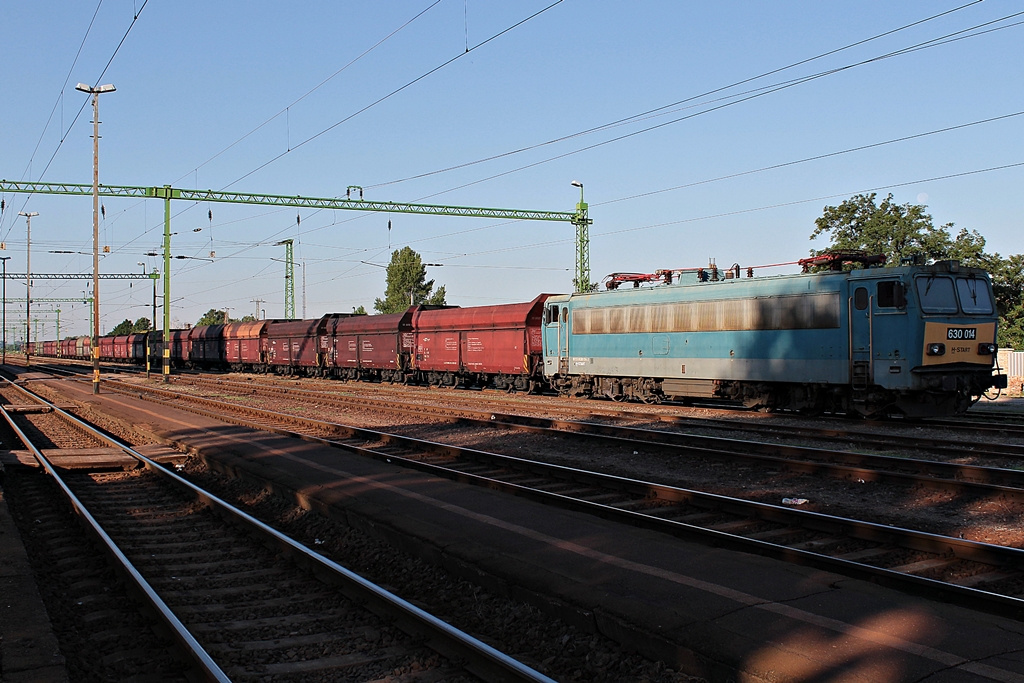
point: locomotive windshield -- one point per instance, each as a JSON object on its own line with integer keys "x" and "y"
{"x": 939, "y": 294}
{"x": 974, "y": 295}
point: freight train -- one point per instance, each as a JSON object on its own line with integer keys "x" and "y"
{"x": 916, "y": 340}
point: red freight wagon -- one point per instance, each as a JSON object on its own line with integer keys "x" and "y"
{"x": 207, "y": 345}
{"x": 180, "y": 344}
{"x": 369, "y": 346}
{"x": 243, "y": 349}
{"x": 107, "y": 348}
{"x": 292, "y": 347}
{"x": 485, "y": 345}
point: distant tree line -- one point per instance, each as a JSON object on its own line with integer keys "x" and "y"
{"x": 900, "y": 230}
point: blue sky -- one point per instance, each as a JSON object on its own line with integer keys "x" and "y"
{"x": 280, "y": 98}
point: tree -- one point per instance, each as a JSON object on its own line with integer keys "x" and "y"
{"x": 406, "y": 284}
{"x": 900, "y": 230}
{"x": 123, "y": 328}
{"x": 896, "y": 230}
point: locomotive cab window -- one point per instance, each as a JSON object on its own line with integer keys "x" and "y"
{"x": 892, "y": 294}
{"x": 936, "y": 294}
{"x": 974, "y": 295}
{"x": 860, "y": 298}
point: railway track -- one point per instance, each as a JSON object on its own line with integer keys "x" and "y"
{"x": 994, "y": 425}
{"x": 997, "y": 476}
{"x": 240, "y": 598}
{"x": 897, "y": 434}
{"x": 976, "y": 574}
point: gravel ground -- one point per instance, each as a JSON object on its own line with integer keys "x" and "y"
{"x": 993, "y": 520}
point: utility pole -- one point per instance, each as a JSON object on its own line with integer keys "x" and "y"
{"x": 95, "y": 225}
{"x": 4, "y": 259}
{"x": 28, "y": 279}
{"x": 289, "y": 278}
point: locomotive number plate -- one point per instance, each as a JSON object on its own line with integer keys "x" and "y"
{"x": 962, "y": 333}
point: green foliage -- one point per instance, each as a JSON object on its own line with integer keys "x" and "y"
{"x": 123, "y": 328}
{"x": 407, "y": 284}
{"x": 893, "y": 229}
{"x": 126, "y": 327}
{"x": 900, "y": 230}
{"x": 213, "y": 316}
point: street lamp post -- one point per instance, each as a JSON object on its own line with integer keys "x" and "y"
{"x": 4, "y": 351}
{"x": 28, "y": 281}
{"x": 82, "y": 87}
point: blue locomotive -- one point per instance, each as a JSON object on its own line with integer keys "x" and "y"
{"x": 916, "y": 340}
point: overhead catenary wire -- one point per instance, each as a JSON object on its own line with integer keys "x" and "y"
{"x": 85, "y": 101}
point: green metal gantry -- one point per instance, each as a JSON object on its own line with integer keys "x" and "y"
{"x": 289, "y": 278}
{"x": 579, "y": 218}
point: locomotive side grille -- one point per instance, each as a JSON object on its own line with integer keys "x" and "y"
{"x": 805, "y": 311}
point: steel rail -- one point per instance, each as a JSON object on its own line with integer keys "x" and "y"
{"x": 844, "y": 464}
{"x": 200, "y": 657}
{"x": 476, "y": 655}
{"x": 974, "y": 598}
{"x": 887, "y": 441}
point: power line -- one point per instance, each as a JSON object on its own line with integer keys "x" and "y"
{"x": 85, "y": 102}
{"x": 395, "y": 91}
{"x": 935, "y": 42}
{"x": 649, "y": 113}
{"x": 322, "y": 84}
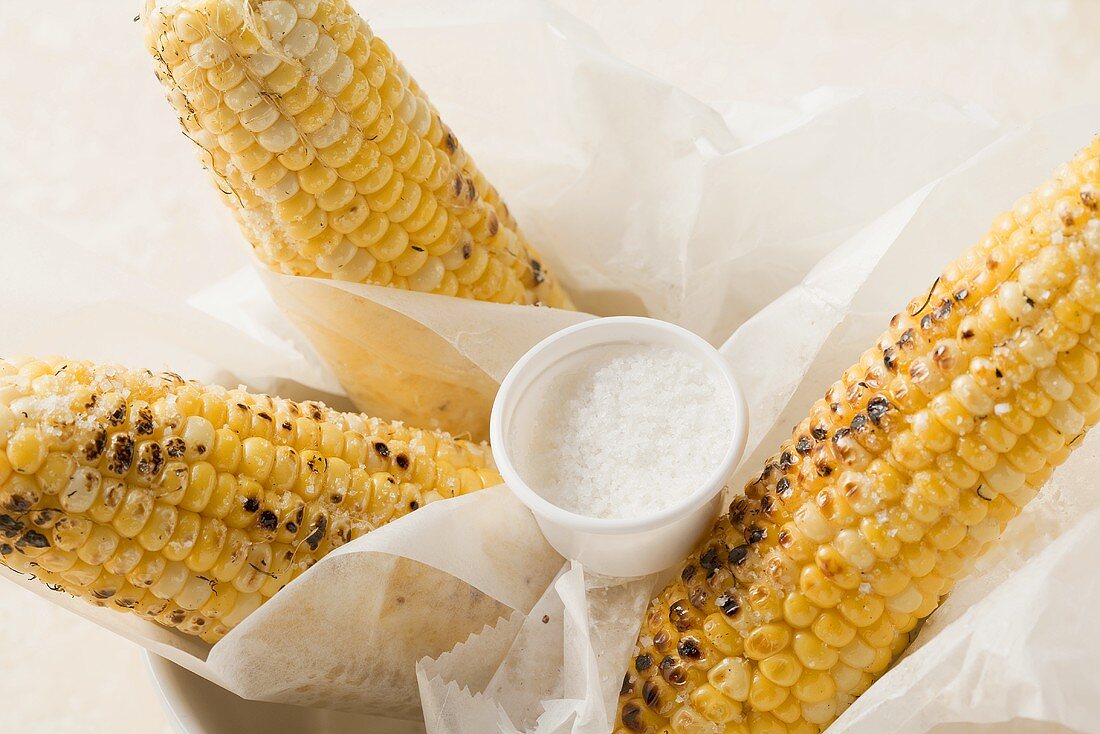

**What needs to be done**
Reproduce every line from the one containing "point: overhead catenary" down to the end of the records, increasing each x and y coordinate in the answers by 51 and leaving all other text unchanged. Omit the pictures from your output.

**Output below**
point: overhead catenary wire -- one point per instance, each as a JSON object on its own line with integer keys "x" and "y"
{"x": 136, "y": 152}
point: green metal gantry -- one point per instance, each as a JSON object on its own line with integer keys "x" and "y"
{"x": 340, "y": 329}
{"x": 630, "y": 269}
point: locomotive side grille -- one point per instance, each as a JSON object on its own line with integer keys "x" and "y"
{"x": 856, "y": 362}
point: steel rail -- one point per instance, each as a JSON object on its own line with integer keys "x" and "y"
{"x": 895, "y": 515}
{"x": 251, "y": 708}
{"x": 527, "y": 706}
{"x": 1025, "y": 649}
{"x": 938, "y": 492}
point: power line -- one point per instance, each as a JSON object on its own line with integer keys "x" and "y"
{"x": 136, "y": 153}
{"x": 446, "y": 142}
{"x": 986, "y": 93}
{"x": 700, "y": 164}
{"x": 373, "y": 135}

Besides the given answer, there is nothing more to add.